- Work to complete: Can you lay out the data from its start through the line containing "110 104 L 131" as a two-column CSV with columns text and answer? Put each answer and the text before it in one row, quote every field, and replace line breaks with spaces.

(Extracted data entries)
* * *

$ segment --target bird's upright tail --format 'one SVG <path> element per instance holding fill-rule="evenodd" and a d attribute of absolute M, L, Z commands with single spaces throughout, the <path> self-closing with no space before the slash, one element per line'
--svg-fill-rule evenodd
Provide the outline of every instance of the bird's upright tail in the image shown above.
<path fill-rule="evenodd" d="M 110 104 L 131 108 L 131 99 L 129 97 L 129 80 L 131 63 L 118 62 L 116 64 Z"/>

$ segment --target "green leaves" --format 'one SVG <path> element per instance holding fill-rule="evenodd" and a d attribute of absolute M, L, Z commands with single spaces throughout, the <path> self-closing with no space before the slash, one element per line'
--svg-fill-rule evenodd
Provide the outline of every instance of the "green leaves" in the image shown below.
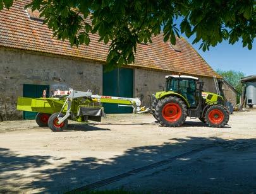
<path fill-rule="evenodd" d="M 0 0 L 0 11 L 4 8 L 4 6 L 9 9 L 13 3 L 13 0 Z"/>
<path fill-rule="evenodd" d="M 0 10 L 12 4 L 0 0 Z M 109 69 L 134 62 L 137 44 L 151 43 L 161 29 L 172 45 L 180 32 L 195 35 L 193 43 L 202 43 L 204 51 L 222 40 L 241 39 L 252 49 L 256 37 L 255 0 L 32 0 L 27 7 L 39 10 L 54 36 L 71 46 L 88 45 L 90 35 L 97 33 L 98 41 L 109 45 Z"/>

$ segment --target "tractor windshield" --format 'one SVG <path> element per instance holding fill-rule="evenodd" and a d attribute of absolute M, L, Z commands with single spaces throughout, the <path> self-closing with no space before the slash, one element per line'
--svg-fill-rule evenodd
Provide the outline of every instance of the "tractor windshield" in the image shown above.
<path fill-rule="evenodd" d="M 195 80 L 192 79 L 168 78 L 166 83 L 166 91 L 173 91 L 183 96 L 190 104 L 196 106 Z"/>

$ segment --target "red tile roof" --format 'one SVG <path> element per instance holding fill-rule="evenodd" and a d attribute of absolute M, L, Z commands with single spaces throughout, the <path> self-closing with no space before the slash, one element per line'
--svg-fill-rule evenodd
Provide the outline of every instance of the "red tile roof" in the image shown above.
<path fill-rule="evenodd" d="M 109 48 L 98 42 L 98 35 L 90 36 L 89 46 L 71 47 L 68 41 L 52 38 L 52 32 L 42 21 L 30 18 L 24 9 L 29 2 L 15 1 L 9 10 L 0 11 L 0 46 L 106 62 Z M 152 39 L 152 44 L 138 45 L 135 62 L 131 66 L 219 77 L 185 38 L 176 38 L 176 47 L 181 52 L 175 51 L 169 42 L 164 42 L 162 35 Z"/>

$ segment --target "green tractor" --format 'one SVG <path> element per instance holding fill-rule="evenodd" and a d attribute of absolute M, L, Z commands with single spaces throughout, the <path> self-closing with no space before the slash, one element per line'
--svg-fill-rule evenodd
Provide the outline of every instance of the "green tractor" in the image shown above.
<path fill-rule="evenodd" d="M 212 127 L 223 127 L 229 119 L 222 96 L 203 92 L 195 77 L 168 76 L 166 91 L 154 94 L 152 113 L 164 127 L 179 127 L 186 117 L 198 118 Z"/>

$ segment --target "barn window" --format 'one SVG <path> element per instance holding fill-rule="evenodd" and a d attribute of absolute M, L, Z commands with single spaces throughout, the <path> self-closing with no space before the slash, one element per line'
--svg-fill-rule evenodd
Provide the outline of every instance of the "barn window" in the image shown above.
<path fill-rule="evenodd" d="M 177 45 L 173 45 L 171 43 L 169 44 L 170 47 L 171 48 L 173 48 L 174 50 L 177 51 L 177 52 L 181 52 L 181 50 L 180 48 L 180 47 Z"/>
<path fill-rule="evenodd" d="M 40 17 L 40 13 L 38 10 L 35 10 L 32 11 L 32 10 L 30 8 L 27 9 L 27 11 L 28 14 L 29 18 L 32 20 L 36 20 L 39 21 L 44 21 L 44 18 Z"/>

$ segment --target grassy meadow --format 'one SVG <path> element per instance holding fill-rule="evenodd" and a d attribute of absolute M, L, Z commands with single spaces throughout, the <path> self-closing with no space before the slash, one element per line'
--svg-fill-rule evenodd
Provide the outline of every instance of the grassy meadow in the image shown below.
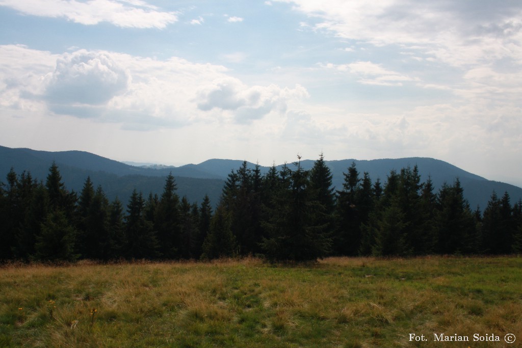
<path fill-rule="evenodd" d="M 433 333 L 470 342 L 437 342 Z M 409 341 L 409 334 L 425 342 Z M 500 342 L 473 342 L 473 334 Z M 508 345 L 507 333 L 516 341 Z M 522 346 L 522 258 L 0 268 L 2 347 Z"/>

* * *

- Exercise answer:
text,answer
"$ segment --target bird's upright tail --format 'one SVG <path> element per instance holding fill-rule=""evenodd"" and a d attribute of absolute M, L, Z commands with single spaces throughout, the <path> self-closing with no space before the slash, one element per line' --svg-fill-rule evenodd Provide the outline of every instance of the bird's upright tail in the image shown above.","<path fill-rule=""evenodd"" d=""M 110 104 L 131 108 L 131 99 L 129 97 L 129 80 L 131 63 L 118 62 L 116 64 Z""/>"